§ WHAT THE EXERCISE ASKS
Lay out the lines as a numbered list, beginning at the first line of the records and stopping after the line that contains "point(377, 25)". Leave out blank lines and include nothing beyond that point.

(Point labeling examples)
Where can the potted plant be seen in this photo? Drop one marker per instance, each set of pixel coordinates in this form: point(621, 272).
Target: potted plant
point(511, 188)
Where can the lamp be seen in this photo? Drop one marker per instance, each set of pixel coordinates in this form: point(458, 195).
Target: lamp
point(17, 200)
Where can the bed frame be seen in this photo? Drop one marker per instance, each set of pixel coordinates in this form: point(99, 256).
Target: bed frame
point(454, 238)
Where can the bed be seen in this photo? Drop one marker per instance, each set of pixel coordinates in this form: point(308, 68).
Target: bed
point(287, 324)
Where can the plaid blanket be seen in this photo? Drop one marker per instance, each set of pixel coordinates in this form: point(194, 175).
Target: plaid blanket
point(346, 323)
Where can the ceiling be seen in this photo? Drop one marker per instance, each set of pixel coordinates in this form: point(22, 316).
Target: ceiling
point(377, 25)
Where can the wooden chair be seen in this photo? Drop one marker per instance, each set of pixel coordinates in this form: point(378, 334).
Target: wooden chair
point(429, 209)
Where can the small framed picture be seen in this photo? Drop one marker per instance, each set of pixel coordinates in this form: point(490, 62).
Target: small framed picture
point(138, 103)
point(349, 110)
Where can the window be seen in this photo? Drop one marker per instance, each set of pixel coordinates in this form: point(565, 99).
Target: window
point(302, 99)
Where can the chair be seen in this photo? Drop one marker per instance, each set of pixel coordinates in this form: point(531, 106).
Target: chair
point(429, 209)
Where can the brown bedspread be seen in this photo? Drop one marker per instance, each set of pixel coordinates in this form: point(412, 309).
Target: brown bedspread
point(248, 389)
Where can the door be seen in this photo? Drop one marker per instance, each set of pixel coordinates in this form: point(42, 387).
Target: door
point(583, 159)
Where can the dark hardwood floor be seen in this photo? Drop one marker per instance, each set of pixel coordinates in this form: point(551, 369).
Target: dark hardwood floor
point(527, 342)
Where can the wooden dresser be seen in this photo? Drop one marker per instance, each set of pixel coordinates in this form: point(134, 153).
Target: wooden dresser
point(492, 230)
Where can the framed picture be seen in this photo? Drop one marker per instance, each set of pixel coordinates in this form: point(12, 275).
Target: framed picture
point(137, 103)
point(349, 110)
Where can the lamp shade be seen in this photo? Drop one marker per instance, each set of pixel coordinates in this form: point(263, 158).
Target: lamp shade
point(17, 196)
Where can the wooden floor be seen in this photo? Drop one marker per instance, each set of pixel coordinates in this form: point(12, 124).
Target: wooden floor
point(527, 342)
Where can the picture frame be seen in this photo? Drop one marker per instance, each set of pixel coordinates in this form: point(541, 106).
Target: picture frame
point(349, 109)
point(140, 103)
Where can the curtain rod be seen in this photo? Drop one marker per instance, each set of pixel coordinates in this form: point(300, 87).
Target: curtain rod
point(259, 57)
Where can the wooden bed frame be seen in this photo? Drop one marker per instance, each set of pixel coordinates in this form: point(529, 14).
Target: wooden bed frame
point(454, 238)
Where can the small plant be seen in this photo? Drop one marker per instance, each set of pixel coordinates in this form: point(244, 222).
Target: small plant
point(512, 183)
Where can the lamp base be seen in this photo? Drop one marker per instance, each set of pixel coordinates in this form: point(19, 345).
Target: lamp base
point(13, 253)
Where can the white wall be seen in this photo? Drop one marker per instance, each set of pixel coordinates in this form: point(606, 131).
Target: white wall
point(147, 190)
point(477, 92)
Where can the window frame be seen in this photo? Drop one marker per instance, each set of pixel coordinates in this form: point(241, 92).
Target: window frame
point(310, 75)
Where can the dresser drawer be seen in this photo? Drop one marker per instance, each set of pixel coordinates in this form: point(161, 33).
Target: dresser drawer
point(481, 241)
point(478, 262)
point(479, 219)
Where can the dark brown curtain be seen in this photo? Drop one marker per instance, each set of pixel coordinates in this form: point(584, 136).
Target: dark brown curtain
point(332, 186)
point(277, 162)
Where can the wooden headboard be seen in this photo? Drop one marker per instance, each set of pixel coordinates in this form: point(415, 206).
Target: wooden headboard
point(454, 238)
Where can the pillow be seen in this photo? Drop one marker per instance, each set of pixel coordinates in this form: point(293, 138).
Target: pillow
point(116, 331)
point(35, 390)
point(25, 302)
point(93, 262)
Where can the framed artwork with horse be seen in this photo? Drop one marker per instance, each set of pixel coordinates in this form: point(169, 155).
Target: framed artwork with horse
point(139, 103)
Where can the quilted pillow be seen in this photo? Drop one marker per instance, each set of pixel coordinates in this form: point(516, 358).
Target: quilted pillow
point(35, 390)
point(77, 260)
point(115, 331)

§ RESULT OF THIS TASK
1. Where can the potted plant be seen in this photo? Drop one marker per instance, each set of pixel coordinates in this form: point(621, 272).
2. Target: potted plant
3. point(511, 188)
4. Where can the lamp be seen in this photo? Drop one marker per instance, each set of pixel coordinates in this form: point(458, 195).
5. Target: lamp
6. point(17, 200)
7. Where can the bed frame be seen in this photo? Drop one marker per instance, each set of pixel coordinates in this form: point(99, 256).
8. Target: bed frame
9. point(454, 238)
10. Where can the bed be seen in this photo? Drop one marker per instance, each set of pixel coordinates in this form: point(308, 68).
11. Target: bed
12. point(287, 324)
13. Where can the plaid blanket be seen in this photo? Drop one marker per instance, each set of pixel coordinates in this form: point(194, 175).
14. Target: plaid blanket
15. point(346, 323)
16. Where can the ceiling be seen in this photo? Drop one marker per instance, each set of pixel coordinates in this form: point(22, 316).
17. Target: ceiling
18. point(377, 25)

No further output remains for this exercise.